--- TASK REQUIREMENTS ---
Give back every line of the material below that has the string "block".

--- DATA ---
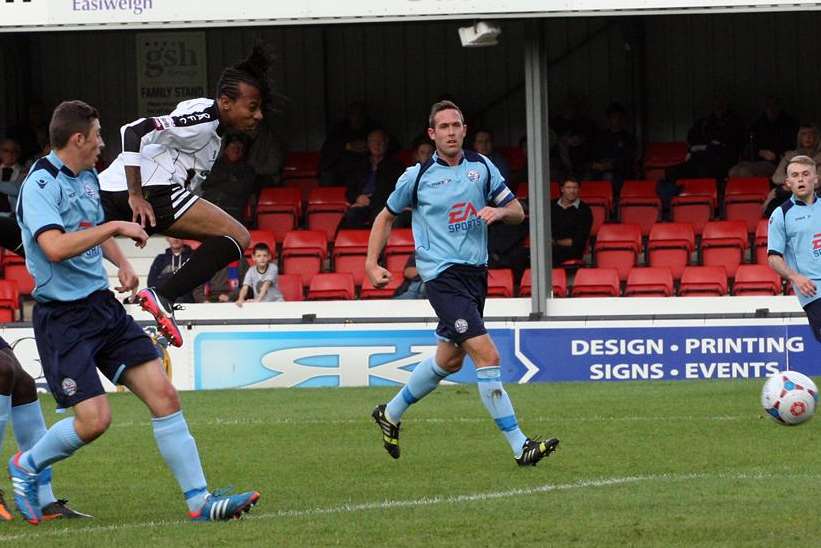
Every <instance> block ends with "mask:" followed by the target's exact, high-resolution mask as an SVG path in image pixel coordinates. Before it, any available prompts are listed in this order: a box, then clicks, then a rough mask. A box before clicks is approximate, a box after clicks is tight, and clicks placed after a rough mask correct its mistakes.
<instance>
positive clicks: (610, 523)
mask: <svg viewBox="0 0 821 548" xmlns="http://www.w3.org/2000/svg"><path fill="white" fill-rule="evenodd" d="M761 385H762V381H712V382H675V383H650V382H645V383H624V384H615V383H610V384H578V383H567V384H555V385H546V384H541V385H525V386H508V390H509V392H510V395H511V397H512V399H513V402H514V405H515V407H516V410H517V414H518V416H519V419H520V423H521V424H522V426H523V428H524V430H525V433H527V434H530V435H534V434H542V435H554V436H558V437H559V438H561V445H560V447H559V451H558V452H557V453H556V454H554V455H552V456H551V457H550V458H548V459H546V460H544V461H542V463H540V464H539V466H536V467H532V468H519V467H517V466H516V465H515V463H514V461H513V458H512V456H511V454H510V451H509V449H508V447H507V444H506V443H505V441H504V438H503V437H502V436H501V434H500V433H499V432H498V431H497V430H496V428H495V425H494V424H493V421H492V420H491V419H490V418H489V417H488V415H487V413H486V412H485V409H484V408H483V407H482V404H481V402H480V400H479V397H478V394H477V393H476V390H475V387H473V386H447V387H442V388H440V389H439V390H437V391H436V392H434V393H433V394H432V395H431V396H429V397H428V398H426V399H425V400H423V401H422V402H420V403H419V404H417V405H415V406H414V407H413V408H411V410H410V411H409V412H408V413H407V414H406V415H405V421H404V424H403V430H402V438H401V447H402V458H401V459H399V460H398V461H394V460H392V459H391V458H390V457H389V456H388V455H387V454H386V453H385V452H384V450H383V449H382V447H381V441H380V436H379V434H378V432H377V429H376V426H375V425H374V424H373V423H372V422H371V419H370V416H369V414H370V411H371V409H372V408H373V406H374V405H375V404H377V403H379V402H382V401H385V400H387V399H388V398H389V397H390V396H391V395H392V394H393V393H394V392H395V389H382V388H379V389H377V388H367V389H366V388H363V389H300V390H297V389H292V390H248V391H215V392H197V393H184V394H183V395H182V399H183V406H184V409H185V413H186V417H187V418H188V421H189V424H190V426H191V430H192V432H193V434H194V436H195V438H196V439H197V443H198V445H199V448H200V452H201V455H202V459H203V463H204V466H205V470H206V474H207V477H208V479H209V483H210V486H211V487H212V488H214V487H219V486H224V485H231V484H232V485H235V486H236V487H237V488H238V489H247V488H254V489H257V490H259V491H260V492H261V493H262V499H261V500H260V504H259V505H258V506H257V507H256V508H255V509H254V510H253V511H252V513H251V514H249V515H248V517H247V518H245V519H243V520H241V521H232V522H228V523H216V524H193V523H189V522H188V521H187V520H186V514H185V506H184V504H183V501H182V498H181V495H180V493H179V491H178V488H177V485H176V482H175V481H174V479H173V478H172V476H171V475H170V473H169V472H168V470H167V469H166V467H165V465H164V463H163V462H162V460H161V458H160V456H159V453H158V451H157V449H156V446H155V445H154V439H153V436H152V433H151V426H150V422H149V417H148V414H147V411H146V410H145V408H144V407H143V406H142V404H141V403H140V402H139V401H138V400H137V399H136V398H135V397H133V396H131V395H127V394H118V395H113V396H112V397H111V402H112V405H113V408H114V422H113V425H112V427H111V429H110V430H109V432H108V433H107V434H106V435H105V436H103V438H101V439H100V440H98V441H97V442H95V443H94V444H93V445H91V446H90V447H86V448H83V449H82V450H80V451H79V452H78V453H77V454H76V455H75V456H74V457H73V458H71V459H69V460H68V461H65V462H62V463H60V464H58V465H57V466H56V467H55V471H54V474H55V492H56V494H57V496H58V497H67V498H69V499H70V503H71V505H72V506H74V507H76V508H77V509H79V510H81V511H84V512H89V513H92V514H94V515H95V516H96V519H94V520H78V521H73V522H49V523H43V524H41V525H39V526H37V527H32V526H30V525H28V524H26V523H25V522H23V521H22V520H21V519H19V515H18V516H16V519H15V520H14V521H13V522H10V523H0V546H2V545H7V546H15V547H24V546H37V547H42V546H60V547H61V548H64V547H69V546H112V547H117V548H125V547H130V546H139V547H141V548H145V547H151V548H155V547H159V546H197V547H202V546H331V545H339V546H388V545H389V546H393V547H395V546H403V547H404V546H425V547H430V546H471V547H474V546H562V545H589V546H607V545H612V546H623V545H629V546H672V545H680V546H694V545H704V546H713V545H726V546H738V545H753V546H756V545H757V546H773V545H785V544H790V543H796V544H798V543H800V544H801V545H811V544H814V543H816V542H818V538H819V535H821V521H819V519H818V516H817V512H816V508H817V500H818V489H819V484H820V483H821V482H820V481H819V480H821V459H820V458H819V454H821V421H819V419H815V420H813V421H810V422H809V423H808V424H806V425H803V426H800V427H796V428H788V427H782V426H778V425H776V424H775V423H774V422H772V421H771V420H770V419H768V418H766V417H765V416H763V412H762V411H761V410H760V408H759V404H758V401H759V391H760V388H761ZM42 399H43V401H44V406H45V410H46V416H47V419H48V421H49V422H51V421H52V420H57V419H58V418H59V416H58V415H55V414H54V413H53V407H54V406H53V403H51V400H50V398H49V397H45V398H42ZM14 446H15V443H14V439H13V436H11V432H10V431H9V432H7V435H6V442H5V447H4V457H5V458H8V455H9V454H10V452H11V450H12V449H13V448H14ZM3 475H4V476H5V474H3ZM0 486H2V488H3V489H5V490H6V492H7V493H8V491H9V488H10V486H9V483H8V480H7V479H3V480H2V481H0Z"/></svg>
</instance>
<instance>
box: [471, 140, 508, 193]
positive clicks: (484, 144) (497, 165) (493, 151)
mask: <svg viewBox="0 0 821 548" xmlns="http://www.w3.org/2000/svg"><path fill="white" fill-rule="evenodd" d="M473 150H475V151H476V152H478V153H479V154H481V155H482V156H486V157H487V158H489V159H490V161H491V162H493V165H495V166H496V167H498V168H499V173H501V174H502V177H504V179H505V182H508V181H509V180H510V166H509V165H508V163H507V159H505V157H504V156H502V155H501V154H499V153H498V152H496V151H495V150H493V133H491V131H490V130H489V129H479V130H478V131H476V133H474V134H473Z"/></svg>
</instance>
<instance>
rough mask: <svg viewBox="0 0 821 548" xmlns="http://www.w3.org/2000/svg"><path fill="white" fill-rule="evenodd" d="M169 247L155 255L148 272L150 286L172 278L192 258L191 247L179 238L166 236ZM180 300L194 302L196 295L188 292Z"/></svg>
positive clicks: (163, 281) (155, 284)
mask: <svg viewBox="0 0 821 548" xmlns="http://www.w3.org/2000/svg"><path fill="white" fill-rule="evenodd" d="M166 241H167V242H168V249H166V250H165V253H162V254H161V255H157V256H156V257H154V262H152V263H151V269H150V270H149V272H148V286H149V287H156V286H157V285H159V284H162V283H163V282H165V281H166V280H168V279H170V278H171V277H172V276H173V275H174V274H175V273H176V272H177V270H179V269H180V268H182V265H184V264H185V263H186V262H187V261H188V259H190V258H191V248H190V247H189V246H188V245H186V243H185V241H184V240H181V239H179V238H171V237H170V236H169V237H167V238H166ZM178 302H182V303H193V302H194V295H193V294H191V293H188V294H186V295H183V296H182V297H180V298H179V300H178Z"/></svg>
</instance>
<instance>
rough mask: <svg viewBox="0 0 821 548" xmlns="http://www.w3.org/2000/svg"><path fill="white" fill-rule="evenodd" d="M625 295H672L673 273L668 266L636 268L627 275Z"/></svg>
mask: <svg viewBox="0 0 821 548" xmlns="http://www.w3.org/2000/svg"><path fill="white" fill-rule="evenodd" d="M624 296H625V297H672V296H673V274H672V272H670V269H669V268H667V267H663V266H662V267H646V268H634V269H633V270H631V271H630V275H629V276H627V287H625V289H624Z"/></svg>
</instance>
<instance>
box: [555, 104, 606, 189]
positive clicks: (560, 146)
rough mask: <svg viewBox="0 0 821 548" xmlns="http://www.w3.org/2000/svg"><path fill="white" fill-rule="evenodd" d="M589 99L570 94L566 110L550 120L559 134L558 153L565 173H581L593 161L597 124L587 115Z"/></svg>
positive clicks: (564, 110) (565, 106) (558, 139)
mask: <svg viewBox="0 0 821 548" xmlns="http://www.w3.org/2000/svg"><path fill="white" fill-rule="evenodd" d="M587 111H588V108H587V100H586V99H585V98H583V97H581V96H576V95H570V96H568V98H567V101H566V103H565V106H564V110H563V111H562V112H561V113H560V114H559V115H558V116H556V117H555V118H553V119H552V120H550V127H551V128H553V130H554V131H555V132H556V134H557V135H558V154H559V159H560V160H561V163H562V169H563V171H564V172H565V173H579V172H581V171H582V170H584V169H585V168H586V167H587V166H588V165H589V164H590V161H591V159H592V158H591V152H592V150H593V138H594V136H595V134H596V124H595V123H594V122H593V120H591V119H590V117H589V116H588V115H587Z"/></svg>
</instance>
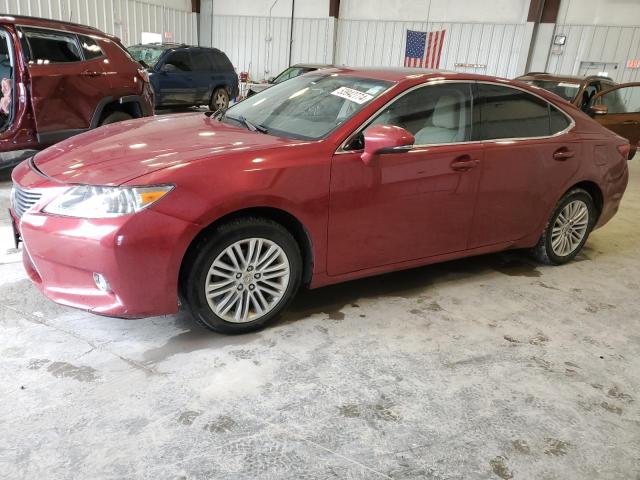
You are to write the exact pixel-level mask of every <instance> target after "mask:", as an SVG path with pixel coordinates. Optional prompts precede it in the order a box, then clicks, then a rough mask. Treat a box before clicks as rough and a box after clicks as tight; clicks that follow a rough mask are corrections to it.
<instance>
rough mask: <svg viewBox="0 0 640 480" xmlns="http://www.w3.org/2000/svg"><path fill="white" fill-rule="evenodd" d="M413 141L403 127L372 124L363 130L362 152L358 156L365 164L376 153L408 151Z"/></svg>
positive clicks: (380, 153) (410, 147) (401, 152)
mask: <svg viewBox="0 0 640 480" xmlns="http://www.w3.org/2000/svg"><path fill="white" fill-rule="evenodd" d="M415 141H416V139H415V137H414V136H413V135H411V133H409V132H407V131H406V130H405V129H404V128H401V127H396V126H395V125H374V126H373V127H371V128H367V129H366V130H365V131H364V152H363V153H362V155H361V156H360V158H361V159H362V161H363V162H364V164H365V165H369V164H370V163H371V160H373V157H375V156H376V155H380V154H383V153H403V152H407V151H409V150H410V149H411V147H413V144H414V143H415Z"/></svg>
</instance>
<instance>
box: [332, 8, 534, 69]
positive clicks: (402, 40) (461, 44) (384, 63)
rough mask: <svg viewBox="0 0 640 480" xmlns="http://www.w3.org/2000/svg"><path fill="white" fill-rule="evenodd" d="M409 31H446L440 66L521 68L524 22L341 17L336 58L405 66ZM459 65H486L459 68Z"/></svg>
mask: <svg viewBox="0 0 640 480" xmlns="http://www.w3.org/2000/svg"><path fill="white" fill-rule="evenodd" d="M407 30H418V31H421V32H431V31H438V30H446V34H445V42H444V46H443V49H442V57H441V61H440V68H444V69H447V70H456V71H464V72H471V73H480V74H487V75H498V76H502V77H512V76H514V75H516V73H517V71H516V69H517V65H518V59H519V55H520V50H521V46H522V41H523V37H524V30H525V26H524V24H511V25H504V24H491V23H425V22H393V21H383V20H340V21H339V22H338V41H337V46H336V63H337V64H338V65H351V66H393V67H397V66H402V65H403V64H404V51H405V42H406V32H407ZM456 64H473V65H484V67H460V66H458V67H456Z"/></svg>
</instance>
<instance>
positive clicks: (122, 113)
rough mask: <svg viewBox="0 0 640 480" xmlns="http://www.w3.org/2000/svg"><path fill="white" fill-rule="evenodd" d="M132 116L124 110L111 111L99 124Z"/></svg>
mask: <svg viewBox="0 0 640 480" xmlns="http://www.w3.org/2000/svg"><path fill="white" fill-rule="evenodd" d="M132 118H133V117H132V116H131V115H129V114H128V113H125V112H111V113H109V114H108V115H107V116H106V117H104V118H103V119H102V121H101V122H100V126H102V125H109V124H111V123H116V122H123V121H125V120H131V119H132Z"/></svg>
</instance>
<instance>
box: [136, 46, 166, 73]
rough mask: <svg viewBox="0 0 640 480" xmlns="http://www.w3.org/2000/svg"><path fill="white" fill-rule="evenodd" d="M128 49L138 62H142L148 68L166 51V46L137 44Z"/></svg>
mask: <svg viewBox="0 0 640 480" xmlns="http://www.w3.org/2000/svg"><path fill="white" fill-rule="evenodd" d="M127 50H128V52H129V54H130V55H131V56H132V57H133V58H134V60H135V61H136V62H140V63H141V64H142V65H144V66H145V67H147V68H153V67H154V66H155V64H156V63H158V60H159V59H160V57H161V56H162V54H163V53H164V52H165V49H164V48H162V47H156V46H153V45H151V46H149V45H137V46H134V47H129V48H128V49H127Z"/></svg>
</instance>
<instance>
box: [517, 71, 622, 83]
mask: <svg viewBox="0 0 640 480" xmlns="http://www.w3.org/2000/svg"><path fill="white" fill-rule="evenodd" d="M593 79H598V80H609V81H611V82H613V79H612V78H611V77H605V76H604V75H587V76H580V75H555V74H553V73H547V72H529V73H526V74H524V75H522V76H521V77H518V78H516V80H550V81H556V82H567V83H582V82H585V81H587V80H593Z"/></svg>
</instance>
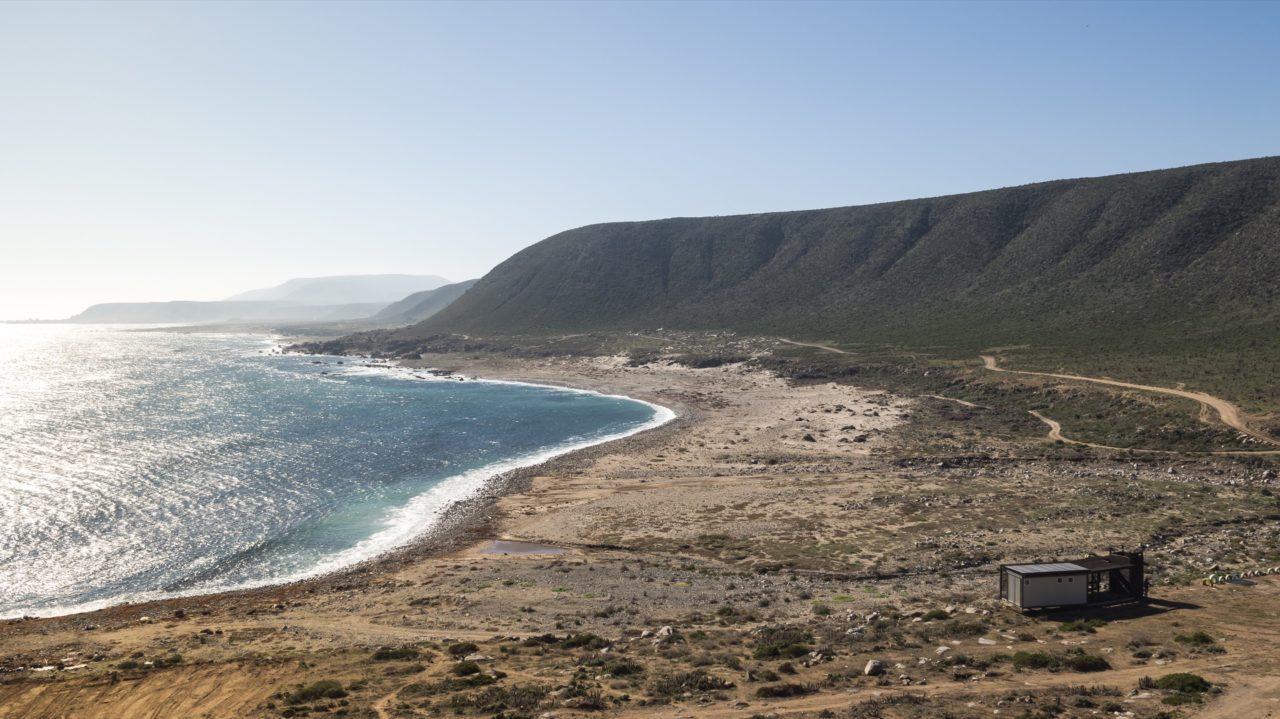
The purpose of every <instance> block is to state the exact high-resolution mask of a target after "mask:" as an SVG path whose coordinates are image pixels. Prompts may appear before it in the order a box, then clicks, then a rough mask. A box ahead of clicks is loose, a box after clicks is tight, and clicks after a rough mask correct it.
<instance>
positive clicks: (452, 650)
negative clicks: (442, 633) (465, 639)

--- RESULT BELOW ---
Every <instance> block ends with "mask:" followed by the target's exact, high-resolution mask as an SVG path in image pixel coordinates. Before it, any available prompts are listed in this order: a box, then clicks, then a rough mask. A box before clicks is approximate, a box after clicks is tight, and clicks placed after a rough mask correct its mistakes.
The purpose of every <instance> block is to state the exact high-resolution mask of a target after "mask:" as an SVG path whose coordinates are image pixels. Prompts may appear before it in the order a box, then clicks, then a rough mask. A box ahead of clicks is loose, a box after clicks is tight, and clicks after a rough mask correct it.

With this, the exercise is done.